#### [Exercise instructions]
Rewrite each line of the data in full, from its start through the line holding "(1132, 681)", inclusive, and adjust every coordinate by -12. Leave the pictures out of your answer.

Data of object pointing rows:
-*-*-

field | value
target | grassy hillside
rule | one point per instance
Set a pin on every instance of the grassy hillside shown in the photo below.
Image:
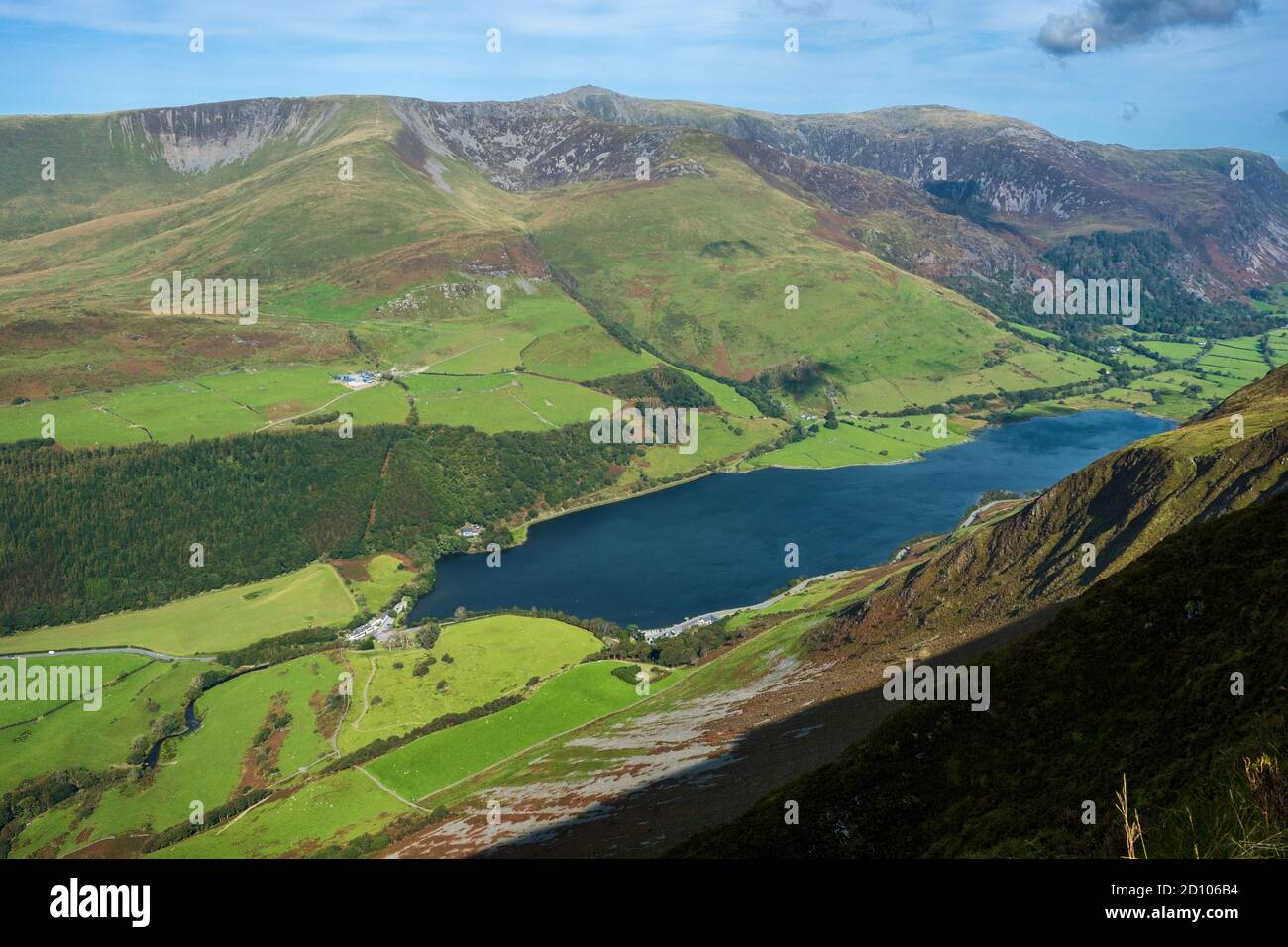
(485, 659)
(697, 265)
(224, 620)
(1132, 681)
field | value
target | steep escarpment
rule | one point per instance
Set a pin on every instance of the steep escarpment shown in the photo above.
(520, 149)
(1095, 522)
(1131, 686)
(1232, 232)
(196, 140)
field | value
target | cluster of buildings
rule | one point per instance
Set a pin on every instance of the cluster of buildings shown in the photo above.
(381, 626)
(361, 379)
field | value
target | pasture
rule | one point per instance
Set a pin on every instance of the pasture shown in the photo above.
(215, 621)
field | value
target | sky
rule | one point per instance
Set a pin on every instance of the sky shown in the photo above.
(1163, 72)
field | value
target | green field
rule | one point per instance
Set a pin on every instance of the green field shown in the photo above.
(1176, 351)
(570, 699)
(215, 621)
(490, 657)
(384, 575)
(866, 441)
(331, 809)
(702, 269)
(719, 440)
(209, 406)
(502, 402)
(210, 764)
(40, 737)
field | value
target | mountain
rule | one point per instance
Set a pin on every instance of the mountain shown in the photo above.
(1129, 688)
(1020, 183)
(696, 263)
(690, 231)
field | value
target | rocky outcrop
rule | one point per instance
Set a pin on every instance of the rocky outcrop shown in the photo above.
(197, 140)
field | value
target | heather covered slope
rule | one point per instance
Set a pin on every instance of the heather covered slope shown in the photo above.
(1231, 235)
(1122, 504)
(1132, 680)
(390, 266)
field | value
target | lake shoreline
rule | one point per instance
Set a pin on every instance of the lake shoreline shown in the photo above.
(716, 544)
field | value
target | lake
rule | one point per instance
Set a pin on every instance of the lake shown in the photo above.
(717, 543)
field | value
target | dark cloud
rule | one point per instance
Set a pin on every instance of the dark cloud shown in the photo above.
(1120, 22)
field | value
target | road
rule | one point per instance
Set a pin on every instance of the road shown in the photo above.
(145, 652)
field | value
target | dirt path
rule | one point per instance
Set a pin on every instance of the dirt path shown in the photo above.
(312, 411)
(370, 776)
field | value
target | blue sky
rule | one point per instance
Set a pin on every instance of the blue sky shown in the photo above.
(1164, 73)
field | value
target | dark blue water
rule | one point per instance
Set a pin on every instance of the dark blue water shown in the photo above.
(719, 541)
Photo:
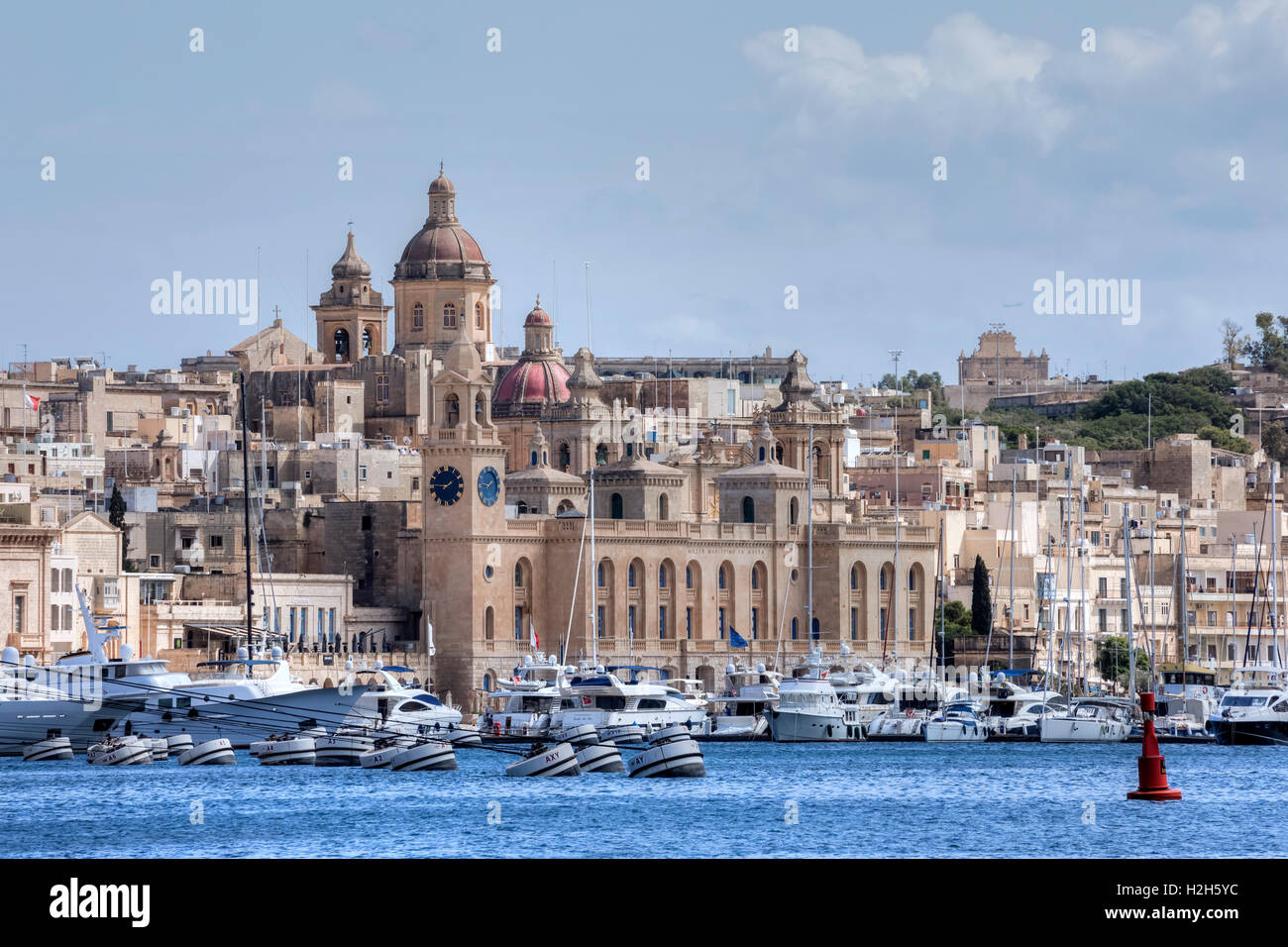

-*-*-

#### [Complete response]
field | value
target | grassy hillside
rule | one point per instance
Set a pin on every instance of the grassy hillside shown in the photo below.
Image:
(473, 647)
(685, 253)
(212, 608)
(1120, 669)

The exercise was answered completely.